→ What is expected: Print out each entry below exactly; do not carry over any image.

→ Data to use:
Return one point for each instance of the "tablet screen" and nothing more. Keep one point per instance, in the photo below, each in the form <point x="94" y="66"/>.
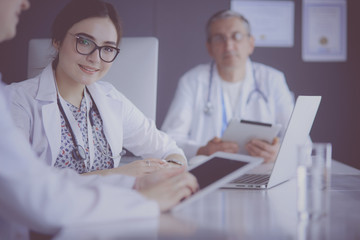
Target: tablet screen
<point x="215" y="169"/>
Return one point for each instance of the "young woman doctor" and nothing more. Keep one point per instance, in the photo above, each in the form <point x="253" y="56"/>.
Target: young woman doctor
<point x="74" y="121"/>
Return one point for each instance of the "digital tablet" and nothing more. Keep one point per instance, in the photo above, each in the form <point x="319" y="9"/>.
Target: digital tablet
<point x="217" y="170"/>
<point x="243" y="131"/>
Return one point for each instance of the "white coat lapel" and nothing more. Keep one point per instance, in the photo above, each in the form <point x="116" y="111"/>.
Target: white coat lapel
<point x="218" y="111"/>
<point x="248" y="87"/>
<point x="110" y="112"/>
<point x="50" y="112"/>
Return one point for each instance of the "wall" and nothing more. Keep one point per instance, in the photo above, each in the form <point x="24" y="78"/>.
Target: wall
<point x="179" y="25"/>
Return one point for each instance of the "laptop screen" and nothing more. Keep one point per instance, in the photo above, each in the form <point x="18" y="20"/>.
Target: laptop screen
<point x="215" y="169"/>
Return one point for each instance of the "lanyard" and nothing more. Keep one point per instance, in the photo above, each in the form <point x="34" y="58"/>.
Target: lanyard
<point x="224" y="117"/>
<point x="74" y="125"/>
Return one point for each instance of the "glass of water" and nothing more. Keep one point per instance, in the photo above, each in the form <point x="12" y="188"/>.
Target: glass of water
<point x="313" y="180"/>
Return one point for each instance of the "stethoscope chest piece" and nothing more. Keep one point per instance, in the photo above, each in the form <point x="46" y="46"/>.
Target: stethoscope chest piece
<point x="79" y="153"/>
<point x="208" y="109"/>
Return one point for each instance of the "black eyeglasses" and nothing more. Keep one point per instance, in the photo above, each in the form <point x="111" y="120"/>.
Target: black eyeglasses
<point x="221" y="39"/>
<point x="85" y="46"/>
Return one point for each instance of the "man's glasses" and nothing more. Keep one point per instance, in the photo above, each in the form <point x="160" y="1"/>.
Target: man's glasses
<point x="85" y="46"/>
<point x="220" y="39"/>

→ Expected output:
Return one point for each instance of the "tablet screen" and nothing more. Keep one point per instance, in the photo below, each in the form <point x="94" y="66"/>.
Target: tablet screen
<point x="215" y="169"/>
Return one point for each instance of the "young woman doctor" and nothing more. Keep one point per instance, in the photo above, each in the form <point x="253" y="56"/>.
Target: young woman doctor
<point x="74" y="121"/>
Return one point for each instance of the "digital tablet" and nothing more. Keep one point per instance, in the photo above, each in the form <point x="319" y="9"/>.
Target: digital tablet
<point x="217" y="170"/>
<point x="243" y="131"/>
Return one point for each instance of the "white coat lapel" and nothing more. Keep one point per instance, in the photo above, each in the form <point x="116" y="111"/>.
Target: white coat lapel
<point x="218" y="111"/>
<point x="248" y="87"/>
<point x="110" y="112"/>
<point x="50" y="112"/>
Return one point for each instance of the "wall" and nothing more. Keep one point per instance, in the photo above, each in the form <point x="24" y="78"/>.
Target: wall
<point x="179" y="25"/>
Return one point for each instance of the "laptop screen" and nothing more. Keep one point per instance, in the photo above, each in the form <point x="18" y="20"/>.
Target: laptop screen
<point x="215" y="169"/>
Return one point for each instance of the "lanyard" and nothing more. Keep one point per instance, in the photo above, each in the form <point x="34" y="58"/>.
Target: lanyard
<point x="224" y="117"/>
<point x="74" y="125"/>
Return one point for each instance of the "glass of water" and nothing more. Keep one point per instance, in the photo above, each in the form <point x="12" y="188"/>.
Target: glass of water
<point x="313" y="180"/>
Return one point for each instance of the "stethoscope chest piece" and nothing more. Keep one point per instance, in the photo above, each in the form <point x="46" y="46"/>.
Target: stethoscope chest piece
<point x="79" y="153"/>
<point x="208" y="109"/>
Return one point for each instance of the "black eyeglasses" and nothing more. Keep one point per instance, in the photo above, each in the form <point x="111" y="120"/>.
Target: black eyeglasses
<point x="221" y="39"/>
<point x="85" y="46"/>
Return one point for each instance of the "man's glasses" and nothing more. Keep one point per instance, in the photo above, each in the form <point x="160" y="1"/>.
Target: man's glasses
<point x="85" y="46"/>
<point x="220" y="39"/>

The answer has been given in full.